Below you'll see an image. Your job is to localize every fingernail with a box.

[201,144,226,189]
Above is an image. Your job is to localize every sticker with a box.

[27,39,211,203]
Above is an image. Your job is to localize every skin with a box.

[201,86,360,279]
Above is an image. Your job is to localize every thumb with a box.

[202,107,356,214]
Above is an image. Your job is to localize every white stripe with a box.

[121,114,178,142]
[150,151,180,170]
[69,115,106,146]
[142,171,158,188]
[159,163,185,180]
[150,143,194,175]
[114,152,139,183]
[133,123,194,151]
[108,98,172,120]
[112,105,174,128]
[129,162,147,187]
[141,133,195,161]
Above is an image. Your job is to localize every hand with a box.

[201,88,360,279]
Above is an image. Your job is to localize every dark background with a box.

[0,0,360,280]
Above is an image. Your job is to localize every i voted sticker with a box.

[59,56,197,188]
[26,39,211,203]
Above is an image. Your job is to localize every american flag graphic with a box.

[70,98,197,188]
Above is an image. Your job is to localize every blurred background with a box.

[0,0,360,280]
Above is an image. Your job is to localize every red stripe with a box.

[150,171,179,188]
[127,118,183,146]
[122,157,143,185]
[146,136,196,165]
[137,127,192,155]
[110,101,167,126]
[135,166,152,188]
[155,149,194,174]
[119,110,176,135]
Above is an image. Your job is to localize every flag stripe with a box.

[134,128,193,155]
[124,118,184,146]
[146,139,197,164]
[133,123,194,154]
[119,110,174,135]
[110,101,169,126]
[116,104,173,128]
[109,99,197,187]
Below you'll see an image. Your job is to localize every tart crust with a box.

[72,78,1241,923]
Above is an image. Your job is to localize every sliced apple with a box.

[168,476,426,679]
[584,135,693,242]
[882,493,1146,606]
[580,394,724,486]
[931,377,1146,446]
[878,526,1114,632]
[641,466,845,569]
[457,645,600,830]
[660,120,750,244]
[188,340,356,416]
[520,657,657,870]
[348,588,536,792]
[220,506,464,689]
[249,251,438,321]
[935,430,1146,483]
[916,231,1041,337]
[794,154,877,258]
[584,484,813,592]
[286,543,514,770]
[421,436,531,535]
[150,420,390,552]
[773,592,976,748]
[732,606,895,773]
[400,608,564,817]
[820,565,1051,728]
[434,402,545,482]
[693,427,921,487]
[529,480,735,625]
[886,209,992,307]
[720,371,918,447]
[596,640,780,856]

Problem to solve
Which lines above contain the word "flag"? Copy each of them in full.

Correct answer
Above is an image. Your job is to localize every american flag graphic with a box.
Above is an image. Your job is to localize every flag stripe with a box.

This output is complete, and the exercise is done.